* Work instructions *
From the first line of the data down to and including the line with "72 L 22 102", copy everything exactly, leaving out pictures.

* Data to use *
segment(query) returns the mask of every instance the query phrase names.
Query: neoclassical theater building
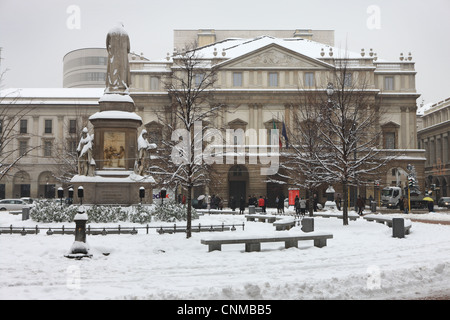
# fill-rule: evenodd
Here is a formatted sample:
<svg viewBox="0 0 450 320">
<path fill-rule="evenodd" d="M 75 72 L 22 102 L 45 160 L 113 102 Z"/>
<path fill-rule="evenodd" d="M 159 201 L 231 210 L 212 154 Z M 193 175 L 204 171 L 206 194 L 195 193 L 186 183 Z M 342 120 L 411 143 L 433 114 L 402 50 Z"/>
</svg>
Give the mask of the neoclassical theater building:
<svg viewBox="0 0 450 320">
<path fill-rule="evenodd" d="M 132 39 L 133 35 L 130 35 Z M 409 53 L 397 61 L 385 61 L 367 48 L 350 52 L 334 46 L 331 30 L 175 30 L 174 51 L 196 43 L 199 56 L 217 70 L 214 97 L 225 107 L 215 121 L 217 128 L 281 130 L 284 123 L 293 126 L 299 88 L 325 90 L 327 80 L 343 61 L 356 78 L 368 79 L 374 101 L 379 102 L 380 148 L 399 156 L 375 184 L 359 186 L 362 196 L 376 196 L 379 188 L 405 186 L 408 165 L 415 167 L 419 186 L 425 187 L 425 150 L 418 148 L 415 87 L 415 62 Z M 10 174 L 0 181 L 0 198 L 56 196 L 56 189 L 69 186 L 60 177 L 70 175 L 67 152 L 74 154 L 81 129 L 90 128 L 88 118 L 98 111 L 104 90 L 106 50 L 78 49 L 64 57 L 64 88 L 7 89 L 2 92 L 2 107 L 10 112 L 29 108 L 16 124 L 12 157 L 36 147 L 23 157 Z M 142 118 L 151 142 L 160 144 L 163 124 L 157 114 L 171 101 L 164 83 L 174 72 L 174 53 L 150 61 L 142 54 L 130 53 L 130 94 L 136 113 Z M 351 79 L 350 79 L 351 81 Z M 11 113 L 10 116 L 13 116 Z M 248 141 L 247 141 L 248 143 Z M 66 149 L 66 153 L 62 149 Z M 10 159 L 11 160 L 11 159 Z M 217 181 L 194 190 L 200 194 L 218 194 L 225 202 L 231 196 L 267 196 L 269 203 L 279 193 L 287 196 L 291 186 L 267 182 L 260 174 L 261 164 L 216 165 Z M 325 199 L 323 186 L 319 199 Z M 155 186 L 155 190 L 158 186 Z M 179 190 L 178 192 L 183 192 Z M 302 192 L 302 191 L 301 191 Z M 337 189 L 339 192 L 339 189 Z"/>
</svg>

* Answer to this task *
segment(query) returns the mask of every instance the query phrase names.
Query: neoclassical theater building
# fill-rule: evenodd
Here is a formatted sample:
<svg viewBox="0 0 450 320">
<path fill-rule="evenodd" d="M 75 72 L 22 102 L 45 160 L 113 102 Z"/>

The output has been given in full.